## 任务说明
把下列记录中的“every instance”全部换成“each instance”，其余内容一字不改，重新写出所有记录。

## 存储数据

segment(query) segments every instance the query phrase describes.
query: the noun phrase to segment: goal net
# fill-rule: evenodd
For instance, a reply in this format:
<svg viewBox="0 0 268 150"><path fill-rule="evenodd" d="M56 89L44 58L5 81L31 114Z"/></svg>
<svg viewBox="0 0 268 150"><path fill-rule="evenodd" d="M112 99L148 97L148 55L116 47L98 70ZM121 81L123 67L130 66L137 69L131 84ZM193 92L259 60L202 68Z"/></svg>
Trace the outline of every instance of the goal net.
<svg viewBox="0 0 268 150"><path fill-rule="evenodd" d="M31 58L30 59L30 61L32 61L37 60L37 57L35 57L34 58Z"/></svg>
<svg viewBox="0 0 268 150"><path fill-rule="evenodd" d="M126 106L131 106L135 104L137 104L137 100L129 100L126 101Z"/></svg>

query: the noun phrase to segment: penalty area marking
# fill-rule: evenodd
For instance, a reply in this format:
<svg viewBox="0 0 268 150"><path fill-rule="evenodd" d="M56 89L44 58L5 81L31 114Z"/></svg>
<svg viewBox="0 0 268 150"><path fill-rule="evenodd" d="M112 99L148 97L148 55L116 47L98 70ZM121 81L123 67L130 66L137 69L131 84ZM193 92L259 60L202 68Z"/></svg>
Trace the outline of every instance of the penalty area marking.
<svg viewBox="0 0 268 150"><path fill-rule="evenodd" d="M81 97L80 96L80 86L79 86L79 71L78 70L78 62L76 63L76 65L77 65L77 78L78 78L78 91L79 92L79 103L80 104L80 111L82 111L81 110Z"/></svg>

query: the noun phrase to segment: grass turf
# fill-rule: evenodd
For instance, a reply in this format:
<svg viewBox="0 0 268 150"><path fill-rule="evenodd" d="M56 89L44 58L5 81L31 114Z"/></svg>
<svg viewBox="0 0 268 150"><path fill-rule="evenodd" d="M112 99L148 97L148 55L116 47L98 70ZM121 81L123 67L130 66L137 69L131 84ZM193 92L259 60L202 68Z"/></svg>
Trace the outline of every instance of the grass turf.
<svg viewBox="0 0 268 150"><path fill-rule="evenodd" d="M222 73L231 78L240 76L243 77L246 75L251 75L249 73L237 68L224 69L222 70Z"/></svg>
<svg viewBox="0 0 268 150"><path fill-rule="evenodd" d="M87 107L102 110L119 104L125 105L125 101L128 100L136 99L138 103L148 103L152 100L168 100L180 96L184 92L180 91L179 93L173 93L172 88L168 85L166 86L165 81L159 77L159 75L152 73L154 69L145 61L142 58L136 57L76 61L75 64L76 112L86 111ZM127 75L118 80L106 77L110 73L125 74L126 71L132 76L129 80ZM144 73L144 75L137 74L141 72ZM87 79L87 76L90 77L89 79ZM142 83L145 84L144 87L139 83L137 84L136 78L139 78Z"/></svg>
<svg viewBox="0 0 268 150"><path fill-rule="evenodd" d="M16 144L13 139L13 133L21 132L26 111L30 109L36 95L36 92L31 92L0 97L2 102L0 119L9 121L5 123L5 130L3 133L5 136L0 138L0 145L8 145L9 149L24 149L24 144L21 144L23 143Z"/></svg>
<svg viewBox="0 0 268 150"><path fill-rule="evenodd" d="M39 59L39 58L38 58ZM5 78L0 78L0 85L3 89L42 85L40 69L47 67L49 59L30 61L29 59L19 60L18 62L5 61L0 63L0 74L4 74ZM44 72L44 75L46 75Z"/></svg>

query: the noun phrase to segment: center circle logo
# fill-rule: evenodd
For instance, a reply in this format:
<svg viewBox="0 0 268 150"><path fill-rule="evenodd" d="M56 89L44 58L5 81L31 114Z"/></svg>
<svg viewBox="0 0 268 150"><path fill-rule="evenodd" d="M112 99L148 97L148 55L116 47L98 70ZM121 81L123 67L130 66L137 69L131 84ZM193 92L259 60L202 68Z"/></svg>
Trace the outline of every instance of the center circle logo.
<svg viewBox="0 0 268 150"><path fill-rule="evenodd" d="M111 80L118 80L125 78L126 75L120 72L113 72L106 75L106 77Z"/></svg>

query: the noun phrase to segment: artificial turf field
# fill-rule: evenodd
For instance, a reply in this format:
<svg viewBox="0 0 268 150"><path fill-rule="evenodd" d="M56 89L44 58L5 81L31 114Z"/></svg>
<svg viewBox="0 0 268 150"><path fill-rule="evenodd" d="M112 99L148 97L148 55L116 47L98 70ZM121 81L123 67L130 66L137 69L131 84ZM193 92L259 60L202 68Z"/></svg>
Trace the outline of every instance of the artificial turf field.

## 书面回答
segment(query) segments each instance the query phrase describes.
query: the noun phrase to segment: goal net
# fill-rule: evenodd
For instance, a reply in this format:
<svg viewBox="0 0 268 150"><path fill-rule="evenodd" d="M56 89L44 58L5 81L31 114Z"/></svg>
<svg viewBox="0 0 268 150"><path fill-rule="evenodd" d="M112 99L148 97L148 55L116 47L98 70ZM121 81L123 67L130 66L137 69L131 84ZM193 92L259 60L202 68Z"/></svg>
Trace the outline of each instance of the goal net.
<svg viewBox="0 0 268 150"><path fill-rule="evenodd" d="M31 58L30 59L30 61L32 61L37 60L37 57L35 57L34 58Z"/></svg>
<svg viewBox="0 0 268 150"><path fill-rule="evenodd" d="M126 106L131 106L135 104L137 104L137 100L129 100L126 101Z"/></svg>

query: the noun phrase to segment: penalty area marking
# fill-rule: evenodd
For instance, a reply in this format:
<svg viewBox="0 0 268 150"><path fill-rule="evenodd" d="M56 89L44 58L5 81L31 114Z"/></svg>
<svg viewBox="0 0 268 150"><path fill-rule="evenodd" d="M112 99L148 97L148 55L116 47L98 70ZM121 81L123 67L130 66L137 69L131 84ZM193 92L259 60L202 68Z"/></svg>
Trace the outline of each instance of the penalty area marking.
<svg viewBox="0 0 268 150"><path fill-rule="evenodd" d="M81 97L80 96L80 86L79 86L79 71L78 70L78 62L76 63L76 65L77 65L77 78L78 78L78 91L79 92L79 103L80 104L80 111L82 111L81 110Z"/></svg>

query: the noun phrase to segment: grass turf
# fill-rule: evenodd
For instance, a reply in this format:
<svg viewBox="0 0 268 150"><path fill-rule="evenodd" d="M56 89L44 58L5 81L31 114Z"/></svg>
<svg viewBox="0 0 268 150"><path fill-rule="evenodd" d="M112 99L148 97L148 55L116 47L98 70ZM121 81L123 67L130 66L137 69L131 84ZM193 92L259 60L202 68Z"/></svg>
Trace the outline of each instance of the grass turf.
<svg viewBox="0 0 268 150"><path fill-rule="evenodd" d="M222 73L231 78L240 76L243 77L246 75L251 75L249 73L237 68L224 69L222 70Z"/></svg>
<svg viewBox="0 0 268 150"><path fill-rule="evenodd" d="M87 107L102 110L119 104L125 105L125 101L128 100L136 99L138 103L148 103L152 100L168 100L180 96L184 92L180 91L179 93L173 93L172 88L168 85L166 86L165 81L159 77L159 75L152 73L154 69L145 61L142 58L136 57L76 61L75 64L76 112L86 111ZM127 75L118 80L106 77L110 73L125 74L126 71L132 76L129 80ZM144 73L144 75L137 74L141 72ZM87 79L87 76L90 77L89 79ZM142 83L145 84L144 87L139 83L137 84L136 78L139 78Z"/></svg>
<svg viewBox="0 0 268 150"><path fill-rule="evenodd" d="M16 144L13 139L13 133L21 132L26 111L30 109L36 95L36 92L31 92L0 97L2 102L0 119L9 121L5 123L5 130L3 133L5 136L0 138L0 145L8 145L9 149L24 149L24 144L21 144L23 143Z"/></svg>
<svg viewBox="0 0 268 150"><path fill-rule="evenodd" d="M39 59L39 58L38 58ZM5 78L0 78L0 85L3 89L42 85L40 69L47 67L49 59L30 61L29 59L19 60L18 62L5 61L0 63L0 74L4 74ZM44 72L44 75L46 75Z"/></svg>

query: the noun phrase to segment: center circle logo
# fill-rule: evenodd
For instance, a reply in this format:
<svg viewBox="0 0 268 150"><path fill-rule="evenodd" d="M56 89L44 58L5 81L31 114Z"/></svg>
<svg viewBox="0 0 268 150"><path fill-rule="evenodd" d="M112 99L148 97L148 55L116 47L98 70ZM121 81L123 67L130 66L137 69L131 84ZM193 92L259 60L202 68Z"/></svg>
Trace the outline of each instance of the center circle logo.
<svg viewBox="0 0 268 150"><path fill-rule="evenodd" d="M111 80L118 80L125 78L126 75L120 72L113 72L106 75L106 77Z"/></svg>

query: the noun phrase to segment: artificial turf field
# fill-rule: evenodd
For instance, a reply in this format:
<svg viewBox="0 0 268 150"><path fill-rule="evenodd" d="M56 89L44 58L5 81L31 114Z"/></svg>
<svg viewBox="0 0 268 150"><path fill-rule="evenodd" d="M112 99L148 97L148 55L116 47L98 70ZM121 81L123 67L130 66L137 69L131 84ZM193 92L259 60L202 68Z"/></svg>
Trace the outline of each instance of the artificial turf field.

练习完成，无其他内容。